* EXERCISE REQUIREMENTS:
Transcribe the lines below verbatim, skipping the images.

* DATA SUPPLIED:

+--

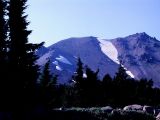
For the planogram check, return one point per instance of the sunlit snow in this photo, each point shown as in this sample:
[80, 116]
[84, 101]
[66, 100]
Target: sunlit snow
[58, 68]
[63, 60]
[42, 60]
[110, 51]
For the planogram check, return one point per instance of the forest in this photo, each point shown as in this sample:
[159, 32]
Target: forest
[26, 91]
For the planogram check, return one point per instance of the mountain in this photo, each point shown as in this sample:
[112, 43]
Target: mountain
[139, 54]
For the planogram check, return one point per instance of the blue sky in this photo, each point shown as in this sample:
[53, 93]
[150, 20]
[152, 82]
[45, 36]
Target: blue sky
[54, 20]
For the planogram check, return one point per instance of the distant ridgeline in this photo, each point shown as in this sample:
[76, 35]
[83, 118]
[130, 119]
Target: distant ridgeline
[138, 54]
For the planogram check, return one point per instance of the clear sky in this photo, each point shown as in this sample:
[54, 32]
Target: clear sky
[54, 20]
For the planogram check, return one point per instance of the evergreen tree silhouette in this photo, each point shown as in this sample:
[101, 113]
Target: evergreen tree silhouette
[3, 54]
[23, 69]
[48, 88]
[107, 88]
[78, 93]
[120, 86]
[92, 88]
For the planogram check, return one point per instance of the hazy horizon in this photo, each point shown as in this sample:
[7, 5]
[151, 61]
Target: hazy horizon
[54, 20]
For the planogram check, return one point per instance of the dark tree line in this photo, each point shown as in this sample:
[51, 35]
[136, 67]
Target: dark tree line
[88, 91]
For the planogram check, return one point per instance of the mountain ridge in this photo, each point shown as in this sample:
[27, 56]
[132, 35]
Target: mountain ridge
[139, 54]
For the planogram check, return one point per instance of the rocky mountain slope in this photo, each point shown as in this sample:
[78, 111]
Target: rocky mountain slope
[139, 54]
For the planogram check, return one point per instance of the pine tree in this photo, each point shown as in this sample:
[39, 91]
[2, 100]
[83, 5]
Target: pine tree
[122, 90]
[92, 88]
[23, 69]
[48, 88]
[3, 54]
[77, 94]
[107, 86]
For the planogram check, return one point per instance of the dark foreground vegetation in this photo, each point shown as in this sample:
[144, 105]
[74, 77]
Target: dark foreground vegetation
[26, 93]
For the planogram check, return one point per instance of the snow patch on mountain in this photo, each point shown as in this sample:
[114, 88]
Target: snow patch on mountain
[109, 50]
[43, 59]
[63, 60]
[55, 62]
[58, 68]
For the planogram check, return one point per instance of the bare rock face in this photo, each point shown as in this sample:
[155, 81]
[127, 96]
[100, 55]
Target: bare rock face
[139, 53]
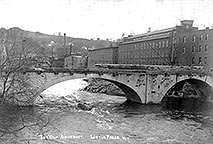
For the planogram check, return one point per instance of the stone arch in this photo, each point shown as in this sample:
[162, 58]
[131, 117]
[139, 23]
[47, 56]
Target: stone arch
[196, 90]
[128, 91]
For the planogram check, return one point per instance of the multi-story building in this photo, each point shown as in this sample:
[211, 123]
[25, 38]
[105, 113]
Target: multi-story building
[75, 61]
[107, 55]
[179, 45]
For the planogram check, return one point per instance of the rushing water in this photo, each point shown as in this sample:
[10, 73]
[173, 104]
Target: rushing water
[66, 115]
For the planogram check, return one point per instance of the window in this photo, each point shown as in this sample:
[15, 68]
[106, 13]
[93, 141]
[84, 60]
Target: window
[206, 48]
[199, 60]
[184, 50]
[205, 60]
[201, 37]
[194, 38]
[163, 44]
[184, 39]
[167, 43]
[193, 60]
[206, 36]
[200, 48]
[193, 48]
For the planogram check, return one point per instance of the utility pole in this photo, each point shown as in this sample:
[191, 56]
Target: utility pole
[65, 44]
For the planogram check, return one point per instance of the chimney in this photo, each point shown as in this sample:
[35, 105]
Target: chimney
[65, 44]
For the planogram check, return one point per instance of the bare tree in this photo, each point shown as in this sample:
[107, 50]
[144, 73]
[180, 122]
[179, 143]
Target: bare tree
[16, 53]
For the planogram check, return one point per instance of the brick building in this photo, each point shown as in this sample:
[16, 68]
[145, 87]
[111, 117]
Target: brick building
[75, 61]
[179, 45]
[107, 55]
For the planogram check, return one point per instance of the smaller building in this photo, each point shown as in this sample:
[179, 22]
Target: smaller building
[107, 55]
[75, 61]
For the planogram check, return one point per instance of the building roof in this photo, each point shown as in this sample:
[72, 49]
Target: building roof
[97, 49]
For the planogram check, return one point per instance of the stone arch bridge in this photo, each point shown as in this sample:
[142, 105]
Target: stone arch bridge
[138, 85]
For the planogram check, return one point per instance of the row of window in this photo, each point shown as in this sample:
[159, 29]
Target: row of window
[200, 47]
[144, 54]
[200, 61]
[194, 38]
[143, 61]
[154, 36]
[145, 45]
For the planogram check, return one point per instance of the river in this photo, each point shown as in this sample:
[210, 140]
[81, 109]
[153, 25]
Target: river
[66, 115]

+--

* THE ANSWER:
For the planogram check, return one point per instance of the sunlit snow in this photo, each point shown as in this sample:
[80, 116]
[84, 101]
[66, 100]
Target: sunlit snow
[58, 68]
[63, 60]
[42, 60]
[110, 51]
For the planogram check, return one point per instance of the forest in this photo, each point shown as in this sample:
[159, 32]
Target: forest
[26, 91]
For the planogram check, return one point per instance of the mountain in this photo, each point shown as in this sample:
[112, 43]
Target: mountain
[139, 54]
For the planogram check, return one point per instance of the blue sky in this photo, each point shown as in this sample:
[53, 93]
[150, 20]
[152, 82]
[45, 36]
Target: blue sky
[54, 20]
For the planogram check, return one point per instance of the distant ridgeline in this photo, each point shown as in this sample:
[76, 35]
[83, 118]
[130, 119]
Target: distant ridgeline
[138, 54]
For the planogram check, return one point per instance of the clear sky in this photo, each point shown as in this sample:
[54, 32]
Target: clear sky
[54, 20]
For the planogram check, return one point per instance of the evergreen tree silhouette in this photo, each point shown as in this sample:
[101, 113]
Target: evergreen tree silhouette
[3, 54]
[23, 69]
[48, 88]
[107, 88]
[78, 93]
[120, 86]
[92, 88]
For the planogram check, return one point per instance of the hazy horizon in this photo, each point shown as in this sample:
[7, 5]
[151, 61]
Target: hazy horizon
[54, 20]
For the planogram check, return one point per instance of the dark tree line in this photo, each point shown as in this sample:
[51, 35]
[136, 67]
Target: dark tree line
[88, 91]
For the planogram check, return one point per instance of the mountain ridge in this photo, each point shown as in this sample:
[27, 56]
[132, 35]
Target: mountain ridge
[139, 54]
For the planogram check, return one point per instance of the rocky mountain slope in this photo, each point shown as in this sample:
[78, 111]
Target: rocky mountain slope
[139, 54]
For the planogram check, return one point per instance of the pine tree in this photo, each point shown as in this sample:
[39, 91]
[2, 100]
[83, 5]
Target: pine tree
[122, 90]
[92, 88]
[23, 69]
[48, 88]
[3, 54]
[77, 94]
[107, 86]
For the planogram check, return one point per instance of the dark foreground vegetation in this photo, each point shown as in this sample:
[144, 105]
[74, 77]
Target: dark foreground vegetation
[26, 93]
For the planogram check, return one point per instance of the snow patch on mountain in this photo, each point shown as in this sample:
[114, 88]
Target: snow patch on mountain
[109, 50]
[43, 59]
[63, 60]
[55, 62]
[58, 68]
For the planogram check, return one point per instance of the bare rock face in this photo, each point shown as in this sample:
[155, 81]
[127, 96]
[100, 55]
Target: bare rock face
[139, 53]
For the planogram check, return one point per instance of the stone arch in this photo, each point shown as in this sample:
[162, 58]
[131, 117]
[139, 23]
[47, 56]
Target: stone arch
[196, 90]
[128, 91]
For the planogram check, return one point per instance of the multi-story building in this photo, each point shown as in this sample:
[211, 123]
[25, 38]
[105, 113]
Target: multi-story building
[75, 61]
[107, 55]
[179, 45]
For the planogram check, return one point per instance of the rushing water in this photo, each point shown as in this sample:
[10, 73]
[173, 104]
Target: rushing water
[66, 115]
For the planogram check, return one point per instance of the window in this photo, each point shown as in this sample:
[15, 68]
[106, 13]
[93, 141]
[84, 60]
Target: window
[206, 48]
[199, 60]
[184, 50]
[205, 60]
[201, 37]
[194, 38]
[163, 44]
[184, 39]
[167, 43]
[193, 60]
[206, 36]
[200, 48]
[193, 48]
For the planogram check, return one point per instance of the utility pole in this photo, each point shown as in this sample:
[191, 56]
Target: utility pole
[65, 44]
For the planogram check, return one point per instance of the chimney in this photo, each point shown as in this sample:
[35, 105]
Target: chimney
[65, 44]
For the planogram check, return one point per instance of the bare tree in this photo, each point shown as in this sample:
[107, 50]
[144, 73]
[180, 122]
[179, 143]
Target: bare tree
[16, 53]
For the planogram check, return one point per instance of the brick building in this photo, each point shown as in this sample:
[16, 68]
[145, 87]
[111, 117]
Target: brick building
[75, 61]
[179, 45]
[107, 55]
For the planogram check, return one point per instance of the smaller building in this photo, each point shown as in this sample:
[179, 22]
Target: smaller building
[107, 55]
[75, 61]
For the planogram check, return one point per instance of the building roof in this photo, each point shown as in this sample:
[72, 49]
Target: building roof
[97, 49]
For the planogram check, return one point per instance of the stone arch bridge in this photo, each point shown as in this sample:
[142, 105]
Target: stone arch bridge
[138, 85]
For the planogram check, return one point per instance of the row of window in this photo, each point shown as in this sample:
[159, 29]
Target: row of window
[200, 47]
[144, 54]
[200, 61]
[194, 38]
[143, 61]
[154, 36]
[145, 45]
For the planogram check, return one point per instance of the river in this photo, each point shown as in this sample:
[210, 140]
[81, 109]
[153, 25]
Target: river
[66, 115]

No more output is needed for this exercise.